◆ Work to do ◆
Tally the lines of the material below that contain the string "kurta". Reply with the number alone.

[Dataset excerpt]
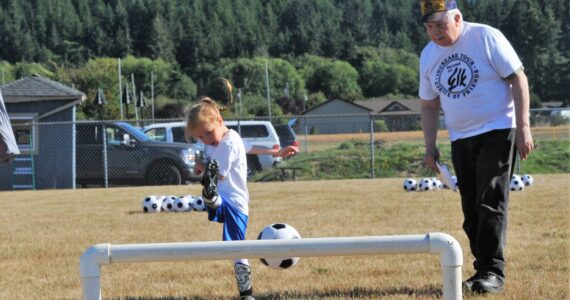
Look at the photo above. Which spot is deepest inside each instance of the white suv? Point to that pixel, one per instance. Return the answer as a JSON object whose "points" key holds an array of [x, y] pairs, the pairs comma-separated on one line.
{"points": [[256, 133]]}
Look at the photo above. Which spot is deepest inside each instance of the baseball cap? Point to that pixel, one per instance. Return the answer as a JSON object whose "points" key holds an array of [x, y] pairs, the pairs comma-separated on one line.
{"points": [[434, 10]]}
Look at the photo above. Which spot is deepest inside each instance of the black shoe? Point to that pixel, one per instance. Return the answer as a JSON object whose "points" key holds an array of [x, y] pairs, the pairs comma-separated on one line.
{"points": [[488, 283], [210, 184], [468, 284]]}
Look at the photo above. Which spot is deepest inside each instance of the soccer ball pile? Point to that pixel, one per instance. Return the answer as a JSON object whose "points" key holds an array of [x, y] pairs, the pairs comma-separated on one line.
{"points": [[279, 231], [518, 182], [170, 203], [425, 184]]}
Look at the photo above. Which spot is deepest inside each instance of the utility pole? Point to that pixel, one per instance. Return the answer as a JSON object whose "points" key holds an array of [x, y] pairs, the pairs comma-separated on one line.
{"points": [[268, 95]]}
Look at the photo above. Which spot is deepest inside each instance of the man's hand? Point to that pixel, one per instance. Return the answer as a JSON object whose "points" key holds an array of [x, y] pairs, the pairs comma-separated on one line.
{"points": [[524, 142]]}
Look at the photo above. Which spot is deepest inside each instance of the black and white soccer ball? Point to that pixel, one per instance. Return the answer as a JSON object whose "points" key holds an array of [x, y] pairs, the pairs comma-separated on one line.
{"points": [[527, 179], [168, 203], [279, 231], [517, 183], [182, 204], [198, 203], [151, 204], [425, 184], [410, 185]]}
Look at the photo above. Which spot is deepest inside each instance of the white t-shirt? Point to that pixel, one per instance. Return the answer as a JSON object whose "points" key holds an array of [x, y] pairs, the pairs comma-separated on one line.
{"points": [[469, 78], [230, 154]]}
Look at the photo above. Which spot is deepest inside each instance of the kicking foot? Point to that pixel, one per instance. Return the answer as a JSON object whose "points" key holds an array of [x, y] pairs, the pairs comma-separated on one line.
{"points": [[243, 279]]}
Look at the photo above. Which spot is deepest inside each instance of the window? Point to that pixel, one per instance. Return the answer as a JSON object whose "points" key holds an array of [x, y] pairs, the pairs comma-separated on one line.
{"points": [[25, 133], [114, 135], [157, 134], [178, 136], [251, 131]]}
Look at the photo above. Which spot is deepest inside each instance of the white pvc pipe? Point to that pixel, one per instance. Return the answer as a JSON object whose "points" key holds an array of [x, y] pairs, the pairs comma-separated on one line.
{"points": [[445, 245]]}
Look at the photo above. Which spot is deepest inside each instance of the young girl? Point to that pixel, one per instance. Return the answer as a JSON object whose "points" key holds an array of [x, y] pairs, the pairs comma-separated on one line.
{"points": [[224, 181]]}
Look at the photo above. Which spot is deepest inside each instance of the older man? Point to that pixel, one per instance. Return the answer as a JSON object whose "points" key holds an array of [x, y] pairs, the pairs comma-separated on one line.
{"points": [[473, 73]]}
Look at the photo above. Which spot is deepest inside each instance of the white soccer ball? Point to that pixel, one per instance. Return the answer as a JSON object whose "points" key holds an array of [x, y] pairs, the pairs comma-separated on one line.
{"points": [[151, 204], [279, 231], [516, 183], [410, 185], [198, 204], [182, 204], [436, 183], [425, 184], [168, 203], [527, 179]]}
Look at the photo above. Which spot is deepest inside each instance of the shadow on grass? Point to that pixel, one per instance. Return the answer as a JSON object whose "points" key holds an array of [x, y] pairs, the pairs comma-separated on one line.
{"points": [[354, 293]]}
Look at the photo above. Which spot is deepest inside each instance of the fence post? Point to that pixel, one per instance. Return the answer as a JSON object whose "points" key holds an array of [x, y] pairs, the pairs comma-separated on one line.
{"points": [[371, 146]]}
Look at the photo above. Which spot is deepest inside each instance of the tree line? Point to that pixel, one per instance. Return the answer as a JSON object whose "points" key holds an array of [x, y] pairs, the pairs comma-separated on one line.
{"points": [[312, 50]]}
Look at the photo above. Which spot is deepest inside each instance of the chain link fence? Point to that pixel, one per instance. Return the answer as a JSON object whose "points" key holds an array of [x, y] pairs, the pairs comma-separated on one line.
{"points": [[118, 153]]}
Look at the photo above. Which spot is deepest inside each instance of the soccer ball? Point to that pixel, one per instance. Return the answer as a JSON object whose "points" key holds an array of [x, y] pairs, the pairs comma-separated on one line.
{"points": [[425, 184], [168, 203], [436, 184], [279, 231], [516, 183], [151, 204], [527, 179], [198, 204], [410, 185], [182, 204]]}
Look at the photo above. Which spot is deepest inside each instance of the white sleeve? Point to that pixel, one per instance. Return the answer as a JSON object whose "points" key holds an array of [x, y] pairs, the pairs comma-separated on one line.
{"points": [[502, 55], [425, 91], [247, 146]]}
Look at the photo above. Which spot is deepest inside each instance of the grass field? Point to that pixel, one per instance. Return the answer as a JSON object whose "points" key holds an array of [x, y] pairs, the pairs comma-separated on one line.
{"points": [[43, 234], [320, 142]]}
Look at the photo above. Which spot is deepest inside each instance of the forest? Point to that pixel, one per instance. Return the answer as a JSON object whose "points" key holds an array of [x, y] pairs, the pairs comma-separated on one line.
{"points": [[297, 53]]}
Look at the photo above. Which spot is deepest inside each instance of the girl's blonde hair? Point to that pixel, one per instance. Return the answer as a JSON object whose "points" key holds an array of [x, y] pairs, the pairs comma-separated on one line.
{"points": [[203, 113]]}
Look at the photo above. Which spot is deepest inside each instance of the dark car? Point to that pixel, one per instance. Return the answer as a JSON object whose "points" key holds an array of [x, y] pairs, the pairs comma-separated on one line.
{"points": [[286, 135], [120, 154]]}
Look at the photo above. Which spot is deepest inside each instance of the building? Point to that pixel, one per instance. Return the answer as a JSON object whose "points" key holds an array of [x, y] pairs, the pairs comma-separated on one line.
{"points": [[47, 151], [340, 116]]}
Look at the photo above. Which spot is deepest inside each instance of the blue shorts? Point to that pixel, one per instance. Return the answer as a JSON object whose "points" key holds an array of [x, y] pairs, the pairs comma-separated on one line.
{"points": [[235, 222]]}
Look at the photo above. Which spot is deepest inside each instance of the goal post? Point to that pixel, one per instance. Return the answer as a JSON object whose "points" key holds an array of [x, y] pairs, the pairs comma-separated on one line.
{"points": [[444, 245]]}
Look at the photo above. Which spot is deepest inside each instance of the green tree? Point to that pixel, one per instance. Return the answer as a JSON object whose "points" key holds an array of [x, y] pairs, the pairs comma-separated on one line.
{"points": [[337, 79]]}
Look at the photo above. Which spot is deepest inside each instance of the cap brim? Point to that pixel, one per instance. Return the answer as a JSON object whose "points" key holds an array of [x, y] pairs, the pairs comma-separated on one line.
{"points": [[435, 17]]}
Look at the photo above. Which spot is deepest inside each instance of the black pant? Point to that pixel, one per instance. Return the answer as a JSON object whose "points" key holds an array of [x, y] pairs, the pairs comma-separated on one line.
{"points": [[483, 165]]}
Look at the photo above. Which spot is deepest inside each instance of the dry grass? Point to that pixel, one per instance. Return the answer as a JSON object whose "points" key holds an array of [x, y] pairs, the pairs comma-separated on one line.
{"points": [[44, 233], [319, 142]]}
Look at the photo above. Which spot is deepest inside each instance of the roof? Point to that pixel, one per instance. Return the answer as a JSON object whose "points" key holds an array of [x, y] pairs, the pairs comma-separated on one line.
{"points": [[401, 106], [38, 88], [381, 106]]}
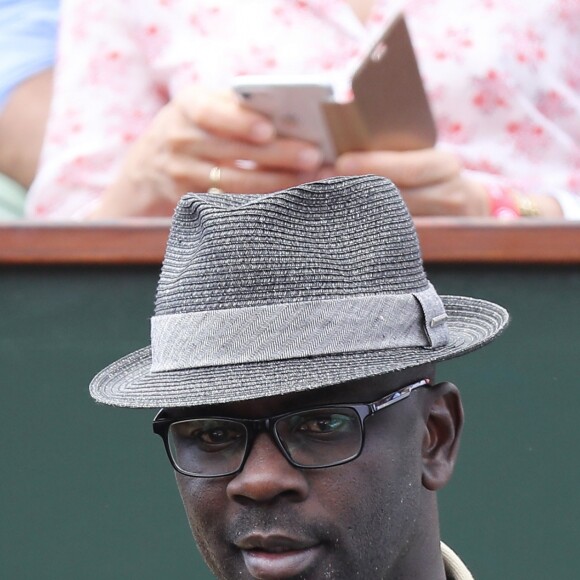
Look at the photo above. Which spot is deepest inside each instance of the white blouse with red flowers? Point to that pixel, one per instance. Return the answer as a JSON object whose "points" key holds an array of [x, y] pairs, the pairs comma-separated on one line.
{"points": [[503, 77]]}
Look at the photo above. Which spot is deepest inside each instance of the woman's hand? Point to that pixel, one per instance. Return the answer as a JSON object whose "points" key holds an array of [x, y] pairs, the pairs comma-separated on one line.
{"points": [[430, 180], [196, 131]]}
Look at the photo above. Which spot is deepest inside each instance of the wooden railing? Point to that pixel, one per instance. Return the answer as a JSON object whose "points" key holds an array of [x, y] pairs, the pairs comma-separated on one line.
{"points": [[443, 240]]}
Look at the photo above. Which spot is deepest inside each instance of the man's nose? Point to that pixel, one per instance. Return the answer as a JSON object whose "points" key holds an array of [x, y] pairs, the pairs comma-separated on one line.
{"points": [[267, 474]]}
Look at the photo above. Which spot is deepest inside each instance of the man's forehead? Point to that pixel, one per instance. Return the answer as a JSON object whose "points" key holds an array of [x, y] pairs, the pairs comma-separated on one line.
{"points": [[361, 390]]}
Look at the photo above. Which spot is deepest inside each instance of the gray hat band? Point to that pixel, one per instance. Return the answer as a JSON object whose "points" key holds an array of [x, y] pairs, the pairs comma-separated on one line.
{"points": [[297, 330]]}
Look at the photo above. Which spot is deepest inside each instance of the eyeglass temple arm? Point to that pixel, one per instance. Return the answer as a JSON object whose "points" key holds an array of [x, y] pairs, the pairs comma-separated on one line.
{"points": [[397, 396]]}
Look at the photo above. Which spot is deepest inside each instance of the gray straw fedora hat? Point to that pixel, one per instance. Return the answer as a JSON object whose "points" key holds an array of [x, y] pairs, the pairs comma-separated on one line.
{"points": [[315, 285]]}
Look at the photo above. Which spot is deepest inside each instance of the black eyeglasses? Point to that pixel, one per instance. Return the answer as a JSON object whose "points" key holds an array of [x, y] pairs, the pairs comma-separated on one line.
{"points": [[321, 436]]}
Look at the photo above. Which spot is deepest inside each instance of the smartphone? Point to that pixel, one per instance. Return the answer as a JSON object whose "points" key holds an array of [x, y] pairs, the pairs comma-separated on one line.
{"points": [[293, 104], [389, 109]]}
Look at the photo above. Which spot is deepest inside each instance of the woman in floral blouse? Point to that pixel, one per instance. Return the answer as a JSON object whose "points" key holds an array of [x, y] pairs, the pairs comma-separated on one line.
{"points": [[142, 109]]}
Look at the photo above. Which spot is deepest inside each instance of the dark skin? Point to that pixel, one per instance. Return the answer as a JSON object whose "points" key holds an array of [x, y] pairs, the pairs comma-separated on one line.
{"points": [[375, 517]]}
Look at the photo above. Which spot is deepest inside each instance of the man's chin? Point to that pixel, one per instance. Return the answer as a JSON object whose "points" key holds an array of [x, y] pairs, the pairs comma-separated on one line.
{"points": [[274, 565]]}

...

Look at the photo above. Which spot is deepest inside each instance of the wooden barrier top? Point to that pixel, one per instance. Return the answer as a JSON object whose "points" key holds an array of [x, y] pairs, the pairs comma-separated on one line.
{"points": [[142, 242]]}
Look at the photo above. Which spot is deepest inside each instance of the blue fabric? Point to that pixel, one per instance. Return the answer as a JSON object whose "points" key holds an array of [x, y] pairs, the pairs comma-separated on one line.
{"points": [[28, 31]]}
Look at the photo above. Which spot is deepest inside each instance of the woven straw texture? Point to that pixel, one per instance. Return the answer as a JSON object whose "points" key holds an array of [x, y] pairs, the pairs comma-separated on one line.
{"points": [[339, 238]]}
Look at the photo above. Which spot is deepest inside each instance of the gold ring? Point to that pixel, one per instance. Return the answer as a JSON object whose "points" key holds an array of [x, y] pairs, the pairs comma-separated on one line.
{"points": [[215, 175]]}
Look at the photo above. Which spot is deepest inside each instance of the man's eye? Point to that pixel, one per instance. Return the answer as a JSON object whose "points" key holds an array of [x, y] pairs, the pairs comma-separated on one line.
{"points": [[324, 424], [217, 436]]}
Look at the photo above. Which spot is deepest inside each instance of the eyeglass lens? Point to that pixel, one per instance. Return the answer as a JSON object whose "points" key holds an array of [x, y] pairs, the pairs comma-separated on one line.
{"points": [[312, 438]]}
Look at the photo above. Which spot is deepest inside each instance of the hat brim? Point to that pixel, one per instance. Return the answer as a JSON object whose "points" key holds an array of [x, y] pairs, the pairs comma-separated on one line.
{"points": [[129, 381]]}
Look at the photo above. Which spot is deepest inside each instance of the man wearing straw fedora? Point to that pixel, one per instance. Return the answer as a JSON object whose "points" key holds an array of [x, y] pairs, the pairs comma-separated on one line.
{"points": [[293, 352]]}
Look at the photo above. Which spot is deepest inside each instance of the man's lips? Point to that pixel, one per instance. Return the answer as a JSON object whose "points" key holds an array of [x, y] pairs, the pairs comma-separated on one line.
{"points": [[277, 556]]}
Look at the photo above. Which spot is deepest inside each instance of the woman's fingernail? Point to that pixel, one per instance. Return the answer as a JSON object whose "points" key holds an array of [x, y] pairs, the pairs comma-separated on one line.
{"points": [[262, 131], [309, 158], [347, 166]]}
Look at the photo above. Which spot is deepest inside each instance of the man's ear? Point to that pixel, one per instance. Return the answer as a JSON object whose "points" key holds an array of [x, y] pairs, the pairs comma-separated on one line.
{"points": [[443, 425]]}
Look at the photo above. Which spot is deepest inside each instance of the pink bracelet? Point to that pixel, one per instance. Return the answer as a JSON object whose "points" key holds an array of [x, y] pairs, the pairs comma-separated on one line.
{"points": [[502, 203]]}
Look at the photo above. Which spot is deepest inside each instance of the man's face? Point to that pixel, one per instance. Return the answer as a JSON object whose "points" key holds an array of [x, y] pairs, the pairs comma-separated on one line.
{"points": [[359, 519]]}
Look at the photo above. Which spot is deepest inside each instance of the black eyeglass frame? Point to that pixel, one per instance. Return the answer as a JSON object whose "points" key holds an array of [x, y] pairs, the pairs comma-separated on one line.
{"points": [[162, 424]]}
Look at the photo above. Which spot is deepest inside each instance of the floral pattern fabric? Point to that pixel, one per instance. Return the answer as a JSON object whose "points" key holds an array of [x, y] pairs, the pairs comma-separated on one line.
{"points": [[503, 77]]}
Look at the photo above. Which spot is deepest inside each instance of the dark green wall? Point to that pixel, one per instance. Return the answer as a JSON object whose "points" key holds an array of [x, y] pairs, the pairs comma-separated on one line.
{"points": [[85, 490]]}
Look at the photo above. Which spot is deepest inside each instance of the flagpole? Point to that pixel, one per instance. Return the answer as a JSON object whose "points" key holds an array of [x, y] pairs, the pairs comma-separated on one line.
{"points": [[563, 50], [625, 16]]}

...

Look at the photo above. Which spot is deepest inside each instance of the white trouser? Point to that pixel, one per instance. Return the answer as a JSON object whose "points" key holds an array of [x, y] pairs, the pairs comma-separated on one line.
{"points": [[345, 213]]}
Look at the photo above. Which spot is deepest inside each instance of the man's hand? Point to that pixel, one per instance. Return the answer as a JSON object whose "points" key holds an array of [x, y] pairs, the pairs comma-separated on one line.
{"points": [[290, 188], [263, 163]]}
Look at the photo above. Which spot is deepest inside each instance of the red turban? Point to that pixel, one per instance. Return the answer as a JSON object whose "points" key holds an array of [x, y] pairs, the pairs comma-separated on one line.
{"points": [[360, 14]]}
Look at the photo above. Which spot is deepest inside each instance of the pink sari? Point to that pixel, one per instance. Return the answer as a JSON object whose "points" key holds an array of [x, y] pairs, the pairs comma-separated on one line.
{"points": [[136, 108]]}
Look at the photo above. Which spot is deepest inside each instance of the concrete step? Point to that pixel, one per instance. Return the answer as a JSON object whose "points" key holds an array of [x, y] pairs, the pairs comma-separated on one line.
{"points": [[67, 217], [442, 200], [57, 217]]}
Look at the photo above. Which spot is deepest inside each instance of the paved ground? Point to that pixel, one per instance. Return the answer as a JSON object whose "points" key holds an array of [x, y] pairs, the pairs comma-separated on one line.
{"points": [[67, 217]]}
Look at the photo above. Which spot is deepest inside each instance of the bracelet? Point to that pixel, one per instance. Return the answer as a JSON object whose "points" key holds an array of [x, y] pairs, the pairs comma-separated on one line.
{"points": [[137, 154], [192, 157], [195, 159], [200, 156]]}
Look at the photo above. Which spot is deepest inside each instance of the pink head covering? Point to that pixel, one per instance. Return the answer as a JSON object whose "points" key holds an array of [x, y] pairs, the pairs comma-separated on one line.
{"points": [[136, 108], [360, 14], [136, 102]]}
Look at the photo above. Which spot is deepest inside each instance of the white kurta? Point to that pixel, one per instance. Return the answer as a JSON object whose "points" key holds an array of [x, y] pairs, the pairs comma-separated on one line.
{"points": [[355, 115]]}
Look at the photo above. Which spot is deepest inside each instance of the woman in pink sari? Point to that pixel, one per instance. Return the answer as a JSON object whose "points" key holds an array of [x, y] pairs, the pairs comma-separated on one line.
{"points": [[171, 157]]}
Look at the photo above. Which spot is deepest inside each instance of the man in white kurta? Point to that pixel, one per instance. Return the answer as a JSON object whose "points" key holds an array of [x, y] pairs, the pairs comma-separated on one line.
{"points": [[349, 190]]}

◆ Solution to this problem ◆
2